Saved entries
● ● ● ● ● ● ●
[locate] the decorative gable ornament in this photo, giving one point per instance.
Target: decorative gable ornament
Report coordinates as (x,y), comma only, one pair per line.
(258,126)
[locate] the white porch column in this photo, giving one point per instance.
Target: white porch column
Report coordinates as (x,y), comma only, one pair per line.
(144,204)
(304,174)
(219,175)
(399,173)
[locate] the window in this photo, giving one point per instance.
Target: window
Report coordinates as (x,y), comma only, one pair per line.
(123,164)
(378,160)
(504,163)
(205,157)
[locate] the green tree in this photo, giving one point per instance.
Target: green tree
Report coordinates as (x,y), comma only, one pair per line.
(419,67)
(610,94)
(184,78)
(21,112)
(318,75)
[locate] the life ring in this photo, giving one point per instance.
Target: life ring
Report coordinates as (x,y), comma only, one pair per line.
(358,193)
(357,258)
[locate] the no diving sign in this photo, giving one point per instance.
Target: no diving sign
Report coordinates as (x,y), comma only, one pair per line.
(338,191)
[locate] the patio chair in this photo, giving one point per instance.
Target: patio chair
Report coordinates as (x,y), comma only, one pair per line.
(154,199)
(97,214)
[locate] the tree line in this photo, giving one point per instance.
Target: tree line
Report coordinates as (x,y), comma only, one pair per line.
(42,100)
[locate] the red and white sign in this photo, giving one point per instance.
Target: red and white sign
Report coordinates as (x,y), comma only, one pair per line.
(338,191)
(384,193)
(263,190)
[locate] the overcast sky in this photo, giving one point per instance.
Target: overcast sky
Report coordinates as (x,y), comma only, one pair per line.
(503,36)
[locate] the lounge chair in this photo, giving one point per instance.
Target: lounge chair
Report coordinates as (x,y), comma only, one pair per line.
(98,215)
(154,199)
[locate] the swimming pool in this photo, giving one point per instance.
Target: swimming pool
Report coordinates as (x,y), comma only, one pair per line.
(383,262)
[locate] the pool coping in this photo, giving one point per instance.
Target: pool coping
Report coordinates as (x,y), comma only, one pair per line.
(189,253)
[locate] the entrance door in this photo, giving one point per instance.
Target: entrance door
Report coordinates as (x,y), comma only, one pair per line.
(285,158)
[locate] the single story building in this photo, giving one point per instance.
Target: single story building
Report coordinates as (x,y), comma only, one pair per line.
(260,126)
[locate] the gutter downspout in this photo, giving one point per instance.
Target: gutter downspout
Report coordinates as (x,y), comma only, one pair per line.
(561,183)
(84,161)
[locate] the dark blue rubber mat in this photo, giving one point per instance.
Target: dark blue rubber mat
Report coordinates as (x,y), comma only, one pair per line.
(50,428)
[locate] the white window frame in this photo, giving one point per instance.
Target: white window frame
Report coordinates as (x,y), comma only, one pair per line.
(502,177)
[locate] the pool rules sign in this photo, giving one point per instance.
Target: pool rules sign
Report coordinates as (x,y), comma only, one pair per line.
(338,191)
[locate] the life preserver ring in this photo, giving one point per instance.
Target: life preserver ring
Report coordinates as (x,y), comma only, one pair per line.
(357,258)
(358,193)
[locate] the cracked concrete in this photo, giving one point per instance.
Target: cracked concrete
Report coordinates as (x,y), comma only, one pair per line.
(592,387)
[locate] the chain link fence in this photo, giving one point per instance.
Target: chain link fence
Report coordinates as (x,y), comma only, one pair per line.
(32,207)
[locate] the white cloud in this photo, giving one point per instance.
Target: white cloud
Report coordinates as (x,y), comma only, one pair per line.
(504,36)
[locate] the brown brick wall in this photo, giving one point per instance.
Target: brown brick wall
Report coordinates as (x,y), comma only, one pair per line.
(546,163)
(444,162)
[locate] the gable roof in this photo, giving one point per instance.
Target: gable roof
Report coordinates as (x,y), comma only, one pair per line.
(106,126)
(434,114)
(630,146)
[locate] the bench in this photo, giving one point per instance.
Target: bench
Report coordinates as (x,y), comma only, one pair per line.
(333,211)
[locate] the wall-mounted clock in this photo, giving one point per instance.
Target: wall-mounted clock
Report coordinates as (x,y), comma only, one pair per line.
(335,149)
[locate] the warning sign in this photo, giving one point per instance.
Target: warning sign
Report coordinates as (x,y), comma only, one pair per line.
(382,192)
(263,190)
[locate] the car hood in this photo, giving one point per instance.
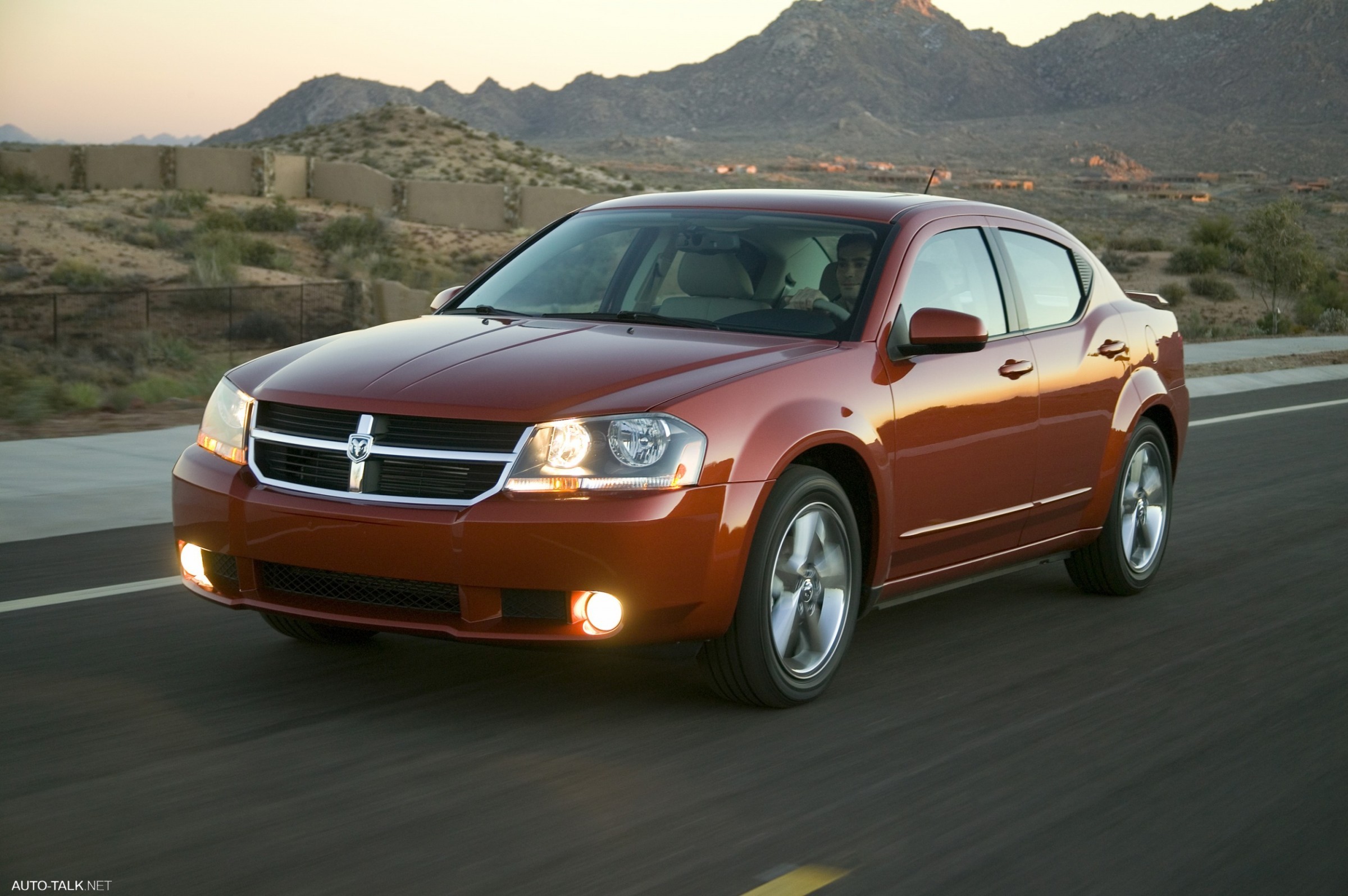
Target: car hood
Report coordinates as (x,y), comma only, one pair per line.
(511,369)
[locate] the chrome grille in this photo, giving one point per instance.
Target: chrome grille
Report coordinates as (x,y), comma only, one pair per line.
(412,460)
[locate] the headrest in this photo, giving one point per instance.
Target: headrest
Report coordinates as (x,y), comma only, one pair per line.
(830,280)
(719,275)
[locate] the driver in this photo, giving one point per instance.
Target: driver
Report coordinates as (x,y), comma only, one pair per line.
(855,251)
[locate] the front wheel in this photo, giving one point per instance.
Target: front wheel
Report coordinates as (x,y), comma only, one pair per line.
(1127,554)
(799,601)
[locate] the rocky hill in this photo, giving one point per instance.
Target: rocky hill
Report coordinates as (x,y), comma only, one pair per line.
(1269,84)
(415,143)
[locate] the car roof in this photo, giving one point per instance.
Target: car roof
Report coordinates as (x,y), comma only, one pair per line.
(851,204)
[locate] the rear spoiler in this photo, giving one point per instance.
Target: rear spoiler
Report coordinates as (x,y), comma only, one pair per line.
(1147,298)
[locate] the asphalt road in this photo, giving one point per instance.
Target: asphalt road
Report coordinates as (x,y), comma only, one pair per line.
(1010,738)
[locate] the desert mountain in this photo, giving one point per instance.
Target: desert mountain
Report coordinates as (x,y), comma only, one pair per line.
(415,143)
(878,69)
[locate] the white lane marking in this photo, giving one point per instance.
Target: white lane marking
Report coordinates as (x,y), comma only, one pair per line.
(89,593)
(1277,410)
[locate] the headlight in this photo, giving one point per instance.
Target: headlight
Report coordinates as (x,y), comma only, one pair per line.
(224,428)
(632,452)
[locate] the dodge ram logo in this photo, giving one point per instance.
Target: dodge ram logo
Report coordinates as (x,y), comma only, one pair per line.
(358,446)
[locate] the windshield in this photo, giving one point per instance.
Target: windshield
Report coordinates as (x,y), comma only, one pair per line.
(753,273)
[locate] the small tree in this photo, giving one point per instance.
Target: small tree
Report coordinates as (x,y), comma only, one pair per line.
(1281,258)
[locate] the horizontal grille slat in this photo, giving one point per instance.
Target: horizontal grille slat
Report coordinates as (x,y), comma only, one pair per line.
(315,422)
(304,465)
(406,477)
(417,477)
(450,436)
(375,591)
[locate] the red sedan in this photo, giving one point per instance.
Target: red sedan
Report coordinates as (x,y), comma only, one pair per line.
(739,418)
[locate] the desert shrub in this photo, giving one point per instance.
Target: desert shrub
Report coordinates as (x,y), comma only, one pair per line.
(158,235)
(81,396)
(277,217)
(1197,259)
(262,327)
(167,351)
(261,254)
(1276,324)
(1119,263)
(177,204)
(215,258)
(1214,287)
(157,388)
(1332,321)
(1219,231)
(79,275)
(1173,291)
(221,220)
(1138,244)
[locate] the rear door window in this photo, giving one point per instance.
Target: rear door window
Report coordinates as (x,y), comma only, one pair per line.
(1048,277)
(955,271)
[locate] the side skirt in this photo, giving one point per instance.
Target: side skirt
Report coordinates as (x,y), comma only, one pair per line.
(948,578)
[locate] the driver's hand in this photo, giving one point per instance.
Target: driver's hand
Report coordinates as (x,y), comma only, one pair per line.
(805,300)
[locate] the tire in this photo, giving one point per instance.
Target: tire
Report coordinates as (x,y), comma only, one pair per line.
(804,573)
(317,632)
(1129,551)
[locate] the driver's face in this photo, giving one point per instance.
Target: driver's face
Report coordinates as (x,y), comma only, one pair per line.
(853,263)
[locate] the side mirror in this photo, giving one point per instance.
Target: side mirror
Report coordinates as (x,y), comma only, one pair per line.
(444,297)
(941,332)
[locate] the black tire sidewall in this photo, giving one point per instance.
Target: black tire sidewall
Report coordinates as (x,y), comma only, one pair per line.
(797,488)
(1146,432)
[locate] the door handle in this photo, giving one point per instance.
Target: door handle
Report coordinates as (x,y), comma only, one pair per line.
(1014,369)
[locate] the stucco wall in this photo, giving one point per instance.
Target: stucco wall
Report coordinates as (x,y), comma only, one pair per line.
(290,177)
(395,302)
(540,207)
(123,169)
(479,207)
(51,165)
(216,170)
(354,184)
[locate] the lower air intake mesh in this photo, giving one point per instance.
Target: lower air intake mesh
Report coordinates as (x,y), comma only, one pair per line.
(361,589)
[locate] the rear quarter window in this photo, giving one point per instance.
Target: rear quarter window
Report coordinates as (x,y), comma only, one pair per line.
(1046,273)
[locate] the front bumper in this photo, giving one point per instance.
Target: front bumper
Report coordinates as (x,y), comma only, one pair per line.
(675,558)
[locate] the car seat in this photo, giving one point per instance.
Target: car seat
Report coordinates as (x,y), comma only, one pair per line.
(716,286)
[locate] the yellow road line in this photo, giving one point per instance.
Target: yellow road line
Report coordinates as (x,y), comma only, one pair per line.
(801,881)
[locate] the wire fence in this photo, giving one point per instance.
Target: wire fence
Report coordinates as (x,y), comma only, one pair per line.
(244,318)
● ● ● ● ● ● ●
Wherever the string "clock" appears in the data above, copy the line it sits in.

[locate] the wall-mounted clock in this photo, giving one point per instance.
Target: wall-mounted clock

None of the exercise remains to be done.